====== Supplied records
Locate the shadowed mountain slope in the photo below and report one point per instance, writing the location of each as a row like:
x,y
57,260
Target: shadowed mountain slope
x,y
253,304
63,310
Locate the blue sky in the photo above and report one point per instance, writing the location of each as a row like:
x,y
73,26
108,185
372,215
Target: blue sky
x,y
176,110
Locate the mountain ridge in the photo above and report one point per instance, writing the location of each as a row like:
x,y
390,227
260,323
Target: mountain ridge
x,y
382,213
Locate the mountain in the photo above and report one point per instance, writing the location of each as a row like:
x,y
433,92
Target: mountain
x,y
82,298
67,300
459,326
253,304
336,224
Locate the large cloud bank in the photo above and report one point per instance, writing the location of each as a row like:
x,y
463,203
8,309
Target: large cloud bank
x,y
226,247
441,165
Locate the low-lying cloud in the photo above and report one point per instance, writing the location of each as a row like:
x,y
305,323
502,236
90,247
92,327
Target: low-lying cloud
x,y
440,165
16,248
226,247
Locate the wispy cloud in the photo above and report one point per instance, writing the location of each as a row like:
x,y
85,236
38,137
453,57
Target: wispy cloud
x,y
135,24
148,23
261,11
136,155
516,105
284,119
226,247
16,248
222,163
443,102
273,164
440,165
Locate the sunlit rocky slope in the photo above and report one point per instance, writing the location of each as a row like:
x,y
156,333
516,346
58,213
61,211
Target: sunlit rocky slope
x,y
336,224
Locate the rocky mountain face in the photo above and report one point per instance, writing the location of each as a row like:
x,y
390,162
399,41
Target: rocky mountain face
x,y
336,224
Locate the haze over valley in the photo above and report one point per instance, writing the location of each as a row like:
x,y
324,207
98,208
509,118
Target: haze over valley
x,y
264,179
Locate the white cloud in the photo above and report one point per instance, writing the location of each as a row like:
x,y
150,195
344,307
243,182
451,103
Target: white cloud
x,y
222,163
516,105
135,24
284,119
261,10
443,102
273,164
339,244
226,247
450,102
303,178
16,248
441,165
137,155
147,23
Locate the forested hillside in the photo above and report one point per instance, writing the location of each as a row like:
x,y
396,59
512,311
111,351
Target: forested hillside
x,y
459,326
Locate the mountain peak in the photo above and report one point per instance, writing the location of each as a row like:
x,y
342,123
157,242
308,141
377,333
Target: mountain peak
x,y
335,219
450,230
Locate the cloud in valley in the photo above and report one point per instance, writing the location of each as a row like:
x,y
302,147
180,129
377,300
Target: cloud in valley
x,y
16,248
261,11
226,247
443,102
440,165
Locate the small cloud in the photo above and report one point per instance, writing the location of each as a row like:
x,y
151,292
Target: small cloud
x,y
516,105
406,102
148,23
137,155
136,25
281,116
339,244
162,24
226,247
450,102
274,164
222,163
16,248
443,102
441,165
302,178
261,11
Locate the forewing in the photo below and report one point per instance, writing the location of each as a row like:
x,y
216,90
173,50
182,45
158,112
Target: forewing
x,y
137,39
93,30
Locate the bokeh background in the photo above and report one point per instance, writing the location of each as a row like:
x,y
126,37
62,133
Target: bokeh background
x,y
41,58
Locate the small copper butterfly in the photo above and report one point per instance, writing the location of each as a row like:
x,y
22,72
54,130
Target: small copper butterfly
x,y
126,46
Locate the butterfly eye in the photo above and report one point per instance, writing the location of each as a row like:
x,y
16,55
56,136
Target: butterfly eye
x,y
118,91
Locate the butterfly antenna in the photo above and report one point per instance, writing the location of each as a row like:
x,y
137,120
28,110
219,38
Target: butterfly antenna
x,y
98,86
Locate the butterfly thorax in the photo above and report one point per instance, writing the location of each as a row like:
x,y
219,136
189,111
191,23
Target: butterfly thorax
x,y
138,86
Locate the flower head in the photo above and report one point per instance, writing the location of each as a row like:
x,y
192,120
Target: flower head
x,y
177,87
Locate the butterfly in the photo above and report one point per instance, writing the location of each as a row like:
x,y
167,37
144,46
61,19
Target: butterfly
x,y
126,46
============
*Directions for this task:* All entries should be transcribed verbatim.

*Solution:*
Locate the shadowed mountain slope in the photo below and report one point per instance, writing the location of each as a row like:
x,y
57,260
Target: shadowed mountain slope
x,y
253,304
63,310
Locate the blue sky in the photo above and report one point per instance, writing the location of each as a row like:
x,y
73,26
108,185
372,215
Target: blue sky
x,y
176,110
Locate the mountain ridge in the photo above and report one point per instance, writing the location of each as a row like:
x,y
390,227
260,323
Target: mountain ridge
x,y
382,213
Locate the mountain in the photo above and report one point per instance, writing the location of each as a row like:
x,y
433,92
Target: mountain
x,y
82,298
67,300
459,326
253,304
336,224
Locate the large cloud bank in the photo above and report one point per instance, writing the location of each as a row like:
x,y
463,203
8,309
Target: large cloud bank
x,y
226,247
441,165
Locate the low-lying cloud in the photo above and report one point per instance, writing the location of each as a row like:
x,y
305,323
502,236
90,247
92,327
Target: low-lying cloud
x,y
440,165
16,248
226,247
Locate the wispy cloud in the photo above and report one point per instance, writing the location of each as a row like:
x,y
85,236
38,137
453,57
Target: wispy cloud
x,y
135,24
148,23
261,11
136,155
516,105
284,119
226,247
16,248
222,163
443,102
273,164
440,165
Locate the sunlit rocky slope in the photo above and report one point per instance, writing the location of each as a row like:
x,y
156,333
516,346
58,213
61,211
Target: sunlit rocky slope
x,y
336,224
Locate the rocky mountain face in the photo above and report one point per instance, writing the location of each as a row like:
x,y
390,162
399,41
Target: rocky mountain face
x,y
336,224
Locate the haze over valley in the photo above and report one point per instance, writing the location of each as a row like:
x,y
324,207
98,208
509,118
Target: haze over valley
x,y
264,179
Locate the white cloud in the photo above and report one point per instance, writing the location of each as a row like:
x,y
150,195
344,307
243,182
451,103
Target: white cloud
x,y
222,163
516,105
135,24
284,119
261,10
443,102
273,164
339,244
226,247
450,102
303,178
16,248
441,165
137,155
147,23
Locate the forested hillside in the photo above and report one point per instance, writing the location of each as a row like:
x,y
396,59
512,311
111,351
Target: forested hillside
x,y
459,326
Locate the mountain peak in the photo above and report one point per instance, writing the location of each as a row like:
x,y
342,123
157,242
308,141
377,333
Target: mountain peak
x,y
335,219
450,230
Locate the cloud in valley in the photo above and report one point per instance, writing the location of each as a row like:
x,y
302,147
180,129
377,300
Target: cloud in valley
x,y
16,248
261,11
226,247
443,102
440,165
Locate the small cloud in the photo above and report one point per instance, writing the location of each as a row like:
x,y
151,292
Target: small cloud
x,y
516,105
406,102
148,23
137,155
136,25
281,116
339,244
162,24
226,247
450,102
274,164
222,163
16,248
443,102
441,165
302,178
261,11
Locate the forewing in the photo below and report one point per instance, writing the location of each as a row like:
x,y
216,90
173,50
182,45
158,112
Target: forewing
x,y
137,39
93,30
Locate the bokeh background in the photo above and report one point per instance, writing the location of each as a row like:
x,y
126,37
62,133
Target: bokeh background
x,y
41,58
Locate the small copper butterfly in the photo above and report one point per instance, writing the location of each as a row like:
x,y
22,72
54,130
Target: small copper butterfly
x,y
126,46
Locate the butterfly eye in the photo above and report one point per instance, writing the location of each as a row like:
x,y
16,55
56,136
Target: butterfly eye
x,y
118,91
Locate the butterfly antenna in the photo above and report one point per instance, writing the location of each as a row like:
x,y
137,120
28,110
219,38
Target: butterfly antenna
x,y
98,86
Locate the butterfly thorax in the photo above and report one point per instance, writing the location of each as a row like:
x,y
219,136
189,111
191,23
Target: butterfly thorax
x,y
138,86
Locate the flower head in the photo above and report one point per instance, writing the location of each as a row like:
x,y
192,120
Target: flower head
x,y
177,87
Locate the butterfly in the photo above and report one point per instance, writing the location of each as a row like:
x,y
167,37
144,46
61,19
Target: butterfly
x,y
126,46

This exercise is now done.